Extrait à lire »
◇ ◇ ◇ ◇ ◇
L’entente économique entre les époux n’a pas toujours ce caractère de coalition frauduleuse. Ainsi, dans l’éloge funèbre qu’il a fait graver sur la tombe de sa femme Turia, Q. Lucretius Vespillo la remercie de lui avoir donné le maniement de son patrimoine, comme à un protecteur bienveillant et loyal. Elle n’a pas eu à s’en plaindre, semble-t-il, puisque, dans la proposition si curieuse et si touchante qu’elle lui fait de divorcer et de lui chercher une autre femme susceptible de lui donner des enfans, elle lui promet de lui laisser l’administration de sa fortune personnelle. Cette oraison funèbre, un peu emphatique de temps en temps, mais vraisemblablement sincère, nous offre un joli exemple, non plus, comme tout à l’heure, d’un couple armé en guerre pour détrousser les passans, mais d’un ménage de braves gens, qui mettent tout en commun parce qu’ils savent pouvoir compter l’un sur l’autre. Toutefois, notons bien que l’abandon de ses droits consenti par Turia est entièrement volontaire : elle remet ses biens entre les mains de son mari par sympathie, par confiance, non par nécessité. Et d’une manière générale, dans toutes ces opérations d’argent auxquelles nous font assister les textes de l’époque impériale, que la femme cherche à s’enrichir aux dépens de son mari, ou, de concert avec lui, aux dépens d’autres personnes, ou bien qu’elle veuille vivre sous sa tutelle bénévole, qu’elle lui soit une adversaire, une complice ou une honnête associée, elle en demeure toujours indépendante. C’est une puissance autonome, qui a ses prérogatives, qui peut en user bien ou mal, qui peut aussi en abdiquer l’exercice, mais qui ne cesse pas de les posséder.


III

Dans la famille, donc, comme personne et comme propriétaire, la femme romaine est parvenue à s’assurer autant de liberté qu’elle en avait eu peu tout d’abord. En a-t-il été de même dans l’Etat ? Les femmes ont-elles jamais réussi à y jouer un rôle actif ? Leurs droits politiques se sont-ils développés en même temps et de la même façon que leurs droits civils ? C’est ici, plus peut-être que partout ailleurs, qu’il faut distinguer avec soin entre l’apparence et la réalité, entre la théorie et les faits.
◇ ◇ ◇ ◇ ◇
Données fournies »
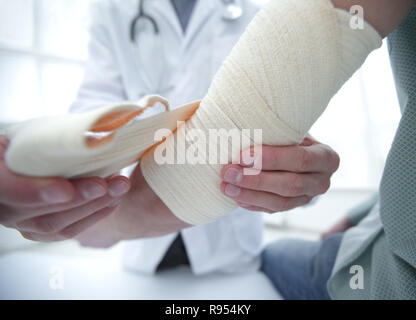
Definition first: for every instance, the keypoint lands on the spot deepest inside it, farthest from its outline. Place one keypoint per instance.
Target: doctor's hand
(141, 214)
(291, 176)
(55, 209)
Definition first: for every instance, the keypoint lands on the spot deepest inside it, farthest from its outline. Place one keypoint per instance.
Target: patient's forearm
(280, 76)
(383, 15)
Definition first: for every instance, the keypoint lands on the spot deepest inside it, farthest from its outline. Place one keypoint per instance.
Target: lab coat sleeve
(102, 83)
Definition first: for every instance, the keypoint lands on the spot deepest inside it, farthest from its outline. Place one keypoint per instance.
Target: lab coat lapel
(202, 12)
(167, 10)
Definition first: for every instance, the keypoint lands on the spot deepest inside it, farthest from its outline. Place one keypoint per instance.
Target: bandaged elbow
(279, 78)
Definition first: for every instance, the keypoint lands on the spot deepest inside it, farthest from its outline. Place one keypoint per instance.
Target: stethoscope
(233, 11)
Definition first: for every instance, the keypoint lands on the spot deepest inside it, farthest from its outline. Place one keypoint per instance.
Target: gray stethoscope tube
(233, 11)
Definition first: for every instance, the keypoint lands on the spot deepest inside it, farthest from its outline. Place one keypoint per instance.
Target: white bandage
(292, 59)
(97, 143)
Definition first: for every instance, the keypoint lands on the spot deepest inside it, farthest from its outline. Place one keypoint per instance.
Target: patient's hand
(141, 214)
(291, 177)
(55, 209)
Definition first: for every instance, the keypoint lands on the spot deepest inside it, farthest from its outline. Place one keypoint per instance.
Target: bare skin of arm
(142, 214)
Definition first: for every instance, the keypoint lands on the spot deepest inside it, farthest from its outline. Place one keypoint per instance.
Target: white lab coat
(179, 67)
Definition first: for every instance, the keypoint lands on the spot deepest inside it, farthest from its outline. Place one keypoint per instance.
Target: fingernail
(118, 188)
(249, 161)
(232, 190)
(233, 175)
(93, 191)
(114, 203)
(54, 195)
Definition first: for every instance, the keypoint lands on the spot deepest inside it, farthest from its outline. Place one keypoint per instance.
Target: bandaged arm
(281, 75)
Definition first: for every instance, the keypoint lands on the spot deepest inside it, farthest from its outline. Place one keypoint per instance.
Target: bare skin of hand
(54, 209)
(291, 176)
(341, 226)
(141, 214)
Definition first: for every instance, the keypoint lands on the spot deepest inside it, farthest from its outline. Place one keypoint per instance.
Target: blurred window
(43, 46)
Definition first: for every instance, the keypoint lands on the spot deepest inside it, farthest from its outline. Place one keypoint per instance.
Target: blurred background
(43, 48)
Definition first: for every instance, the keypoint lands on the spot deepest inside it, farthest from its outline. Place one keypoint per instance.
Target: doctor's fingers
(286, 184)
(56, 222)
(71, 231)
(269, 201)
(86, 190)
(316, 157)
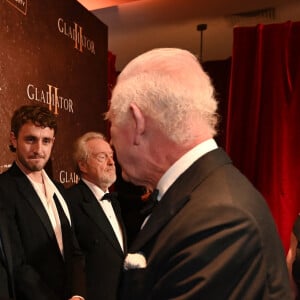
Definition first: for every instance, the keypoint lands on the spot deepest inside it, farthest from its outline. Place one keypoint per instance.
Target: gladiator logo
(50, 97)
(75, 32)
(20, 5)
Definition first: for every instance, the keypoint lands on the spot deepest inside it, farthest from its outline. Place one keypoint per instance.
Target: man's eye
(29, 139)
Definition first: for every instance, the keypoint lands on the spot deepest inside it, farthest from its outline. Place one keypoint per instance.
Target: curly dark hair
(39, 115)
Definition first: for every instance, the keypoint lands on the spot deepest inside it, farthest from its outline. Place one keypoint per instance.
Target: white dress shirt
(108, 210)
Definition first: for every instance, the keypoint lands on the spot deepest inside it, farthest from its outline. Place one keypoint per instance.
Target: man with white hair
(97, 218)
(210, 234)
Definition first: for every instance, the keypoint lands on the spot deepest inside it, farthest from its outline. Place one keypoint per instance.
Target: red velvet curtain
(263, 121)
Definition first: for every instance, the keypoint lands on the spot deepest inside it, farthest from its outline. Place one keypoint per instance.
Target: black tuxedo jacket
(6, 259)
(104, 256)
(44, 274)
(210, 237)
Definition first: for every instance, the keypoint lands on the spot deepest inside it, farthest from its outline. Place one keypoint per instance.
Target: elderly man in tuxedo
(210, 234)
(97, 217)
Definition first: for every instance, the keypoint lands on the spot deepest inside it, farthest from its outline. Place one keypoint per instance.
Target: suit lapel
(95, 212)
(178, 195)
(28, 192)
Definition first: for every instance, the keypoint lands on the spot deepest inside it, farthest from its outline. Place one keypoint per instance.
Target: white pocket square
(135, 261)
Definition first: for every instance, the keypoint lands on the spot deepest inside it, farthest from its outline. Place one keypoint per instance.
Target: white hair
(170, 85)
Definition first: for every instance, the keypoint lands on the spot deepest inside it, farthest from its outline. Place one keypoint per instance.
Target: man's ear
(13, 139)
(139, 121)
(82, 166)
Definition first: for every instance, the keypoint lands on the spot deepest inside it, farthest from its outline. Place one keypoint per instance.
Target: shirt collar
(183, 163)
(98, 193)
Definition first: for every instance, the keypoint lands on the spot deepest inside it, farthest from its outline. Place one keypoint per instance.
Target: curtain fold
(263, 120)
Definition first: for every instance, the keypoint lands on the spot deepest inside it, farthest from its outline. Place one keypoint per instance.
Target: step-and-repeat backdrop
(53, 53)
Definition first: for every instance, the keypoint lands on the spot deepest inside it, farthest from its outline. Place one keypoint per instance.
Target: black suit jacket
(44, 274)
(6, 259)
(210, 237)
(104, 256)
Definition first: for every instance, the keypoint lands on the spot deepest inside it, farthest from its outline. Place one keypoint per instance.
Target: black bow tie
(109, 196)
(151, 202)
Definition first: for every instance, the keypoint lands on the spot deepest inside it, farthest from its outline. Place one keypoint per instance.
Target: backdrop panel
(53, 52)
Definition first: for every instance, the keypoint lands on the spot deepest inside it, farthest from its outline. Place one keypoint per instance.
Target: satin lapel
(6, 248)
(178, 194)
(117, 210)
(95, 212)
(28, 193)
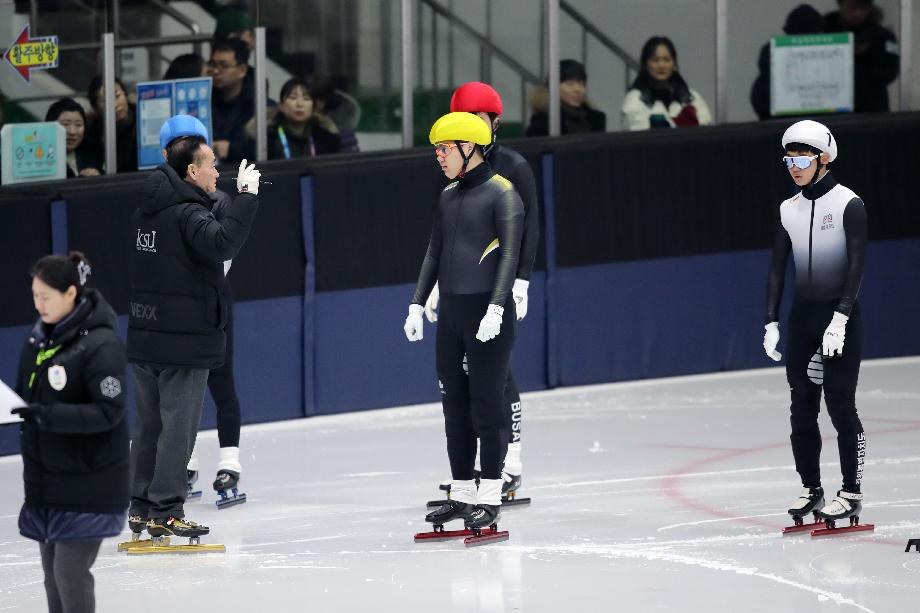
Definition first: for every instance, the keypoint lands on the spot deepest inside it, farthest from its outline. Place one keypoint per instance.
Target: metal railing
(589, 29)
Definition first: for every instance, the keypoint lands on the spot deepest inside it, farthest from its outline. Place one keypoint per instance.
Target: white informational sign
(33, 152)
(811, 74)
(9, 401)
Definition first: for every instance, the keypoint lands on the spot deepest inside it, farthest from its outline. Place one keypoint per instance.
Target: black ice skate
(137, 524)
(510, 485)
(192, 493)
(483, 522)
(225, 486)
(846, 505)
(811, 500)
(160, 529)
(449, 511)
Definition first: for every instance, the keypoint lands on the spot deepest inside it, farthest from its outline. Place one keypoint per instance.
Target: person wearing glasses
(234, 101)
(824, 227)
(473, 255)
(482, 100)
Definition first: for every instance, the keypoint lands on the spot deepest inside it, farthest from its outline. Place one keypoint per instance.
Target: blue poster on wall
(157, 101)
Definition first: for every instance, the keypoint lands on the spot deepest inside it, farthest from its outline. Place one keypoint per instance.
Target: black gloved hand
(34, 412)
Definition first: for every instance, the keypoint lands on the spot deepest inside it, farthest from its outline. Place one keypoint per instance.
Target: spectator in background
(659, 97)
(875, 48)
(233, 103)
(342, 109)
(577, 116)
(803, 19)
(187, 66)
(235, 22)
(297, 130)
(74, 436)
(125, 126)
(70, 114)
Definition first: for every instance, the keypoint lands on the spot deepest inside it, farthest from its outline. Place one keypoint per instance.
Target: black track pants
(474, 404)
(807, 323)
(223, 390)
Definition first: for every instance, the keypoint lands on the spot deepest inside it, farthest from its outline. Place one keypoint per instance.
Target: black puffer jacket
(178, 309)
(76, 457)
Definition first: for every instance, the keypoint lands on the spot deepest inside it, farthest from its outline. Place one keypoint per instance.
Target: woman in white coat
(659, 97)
◇ ◇ ◇ ◇ ◇
Objet de la tâche »
Pouvez-vous prolonger l'extrait sur les droits de la femme romaine à partir de sa dernière phrase ?

Réponse rédigée »
Officiellement, les femmes n’ont jamais exercé d’autorité légale dans le gouvernement des allaires publiques. Pour les premiers temps de Rome, la légende ne les montre jamais placées à la tête de l’Etat, et la légende est précieuse à consulter, car, outre qu’elle renferme parfois des souvenirs historiques plus ou moins déformés, elle est historique encore en ce sens qu’elle reflète les conceptions morales et sociales de l’époque où elle s’est élaborée. Si les traditions fabuleuses sur les siècles primitifs ne connaissent pas de femme qui ait gouverné, il est permis de conclure que, pendant la période où ces traditions ont pris leur forme définitive, on regardait les femmes comme naturellement exclues du gouvernement. La chose n’a d’ailleurs rien qui doive surprendre. La famille romaine étant sous la domination exclusive du père, l’Etat, qui n’est qu’une agglomération de familles, doit également être dirigé par le sexe fort. Le même phénomène s’observe dans le monde grec, si fortement apparenté au monde latin. On a récemment constaté que les villes helléniques où les inscriptions nous font voir des femmes magistrats sont des villes d’Asie, à moitié orientales, dans lesquelles les populations primitives avaient pratiqué le régime du matriarcat, et qui en avaient conservé d’obscures survivances. Mais dans la pure et véritable Grèce, les femmes n’ont aucun pouvoir politique, non plus qu’à Rome. Le nom même du régime originel sous lequel a vécu la société romaine, « patricial, » indique à lui seul que les femmes n’y sauraient être comptées pourquoi que ce fût. C’est un gouvernement du patres, de chefs des grandes maisons : nulle place n’y existe pour les femmes, pas plus que pour les plébéiens ou les esclaves.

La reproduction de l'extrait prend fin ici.